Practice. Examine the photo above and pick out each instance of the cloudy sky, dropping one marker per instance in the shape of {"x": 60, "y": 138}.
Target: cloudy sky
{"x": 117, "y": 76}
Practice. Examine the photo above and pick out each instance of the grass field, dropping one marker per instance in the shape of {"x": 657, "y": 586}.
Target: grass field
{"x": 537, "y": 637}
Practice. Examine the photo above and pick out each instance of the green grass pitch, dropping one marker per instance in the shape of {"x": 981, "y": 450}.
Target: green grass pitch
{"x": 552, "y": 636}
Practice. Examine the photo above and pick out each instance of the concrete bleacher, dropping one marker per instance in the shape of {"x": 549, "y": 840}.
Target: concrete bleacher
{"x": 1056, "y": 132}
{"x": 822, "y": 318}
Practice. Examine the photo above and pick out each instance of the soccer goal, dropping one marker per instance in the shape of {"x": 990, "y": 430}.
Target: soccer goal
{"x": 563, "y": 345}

++++++++++++++++++++

> **DIRECTIONS**
Give back the entries above exactly as they are, from their first line through the line that contains "of the grass", both included, with nothing else.

> **RESPONSE TO THIS EXERCISE**
Practice. Examine the photo above and pick out each instance of the cloudy sky, dropping one marker per instance in the shape of {"x": 60, "y": 138}.
Target: cloudy sky
{"x": 117, "y": 76}
Practice. Examine the photo above and pick out each instance of the grass field, dropping one marker per instance in the shape of {"x": 657, "y": 586}.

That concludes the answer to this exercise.